- Request -
Rewrite each of the records with "black" swapped for "brown" wherever it occurs, leaving everything else as it is. Omit the pictures from your output.

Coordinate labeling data
↓↓↓

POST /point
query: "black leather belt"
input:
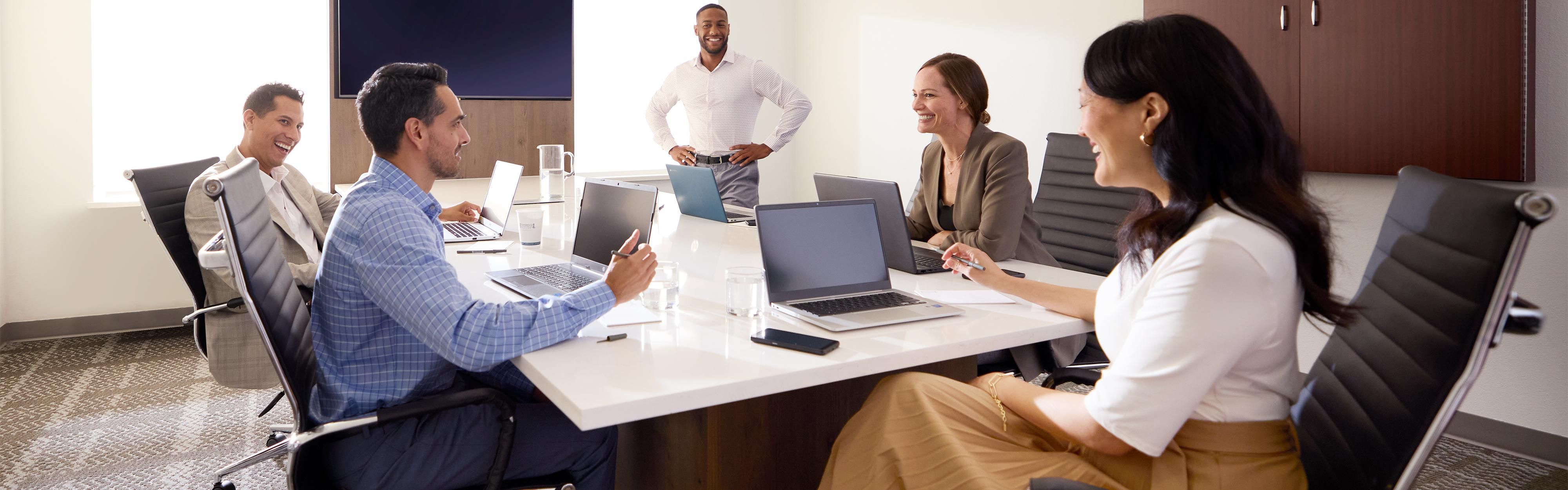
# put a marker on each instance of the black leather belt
(711, 161)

↑↑↑

- Expected answer -
POST /point
query: "brown leather belt"
input:
# put a marker on each instance of the brown leather belt
(711, 161)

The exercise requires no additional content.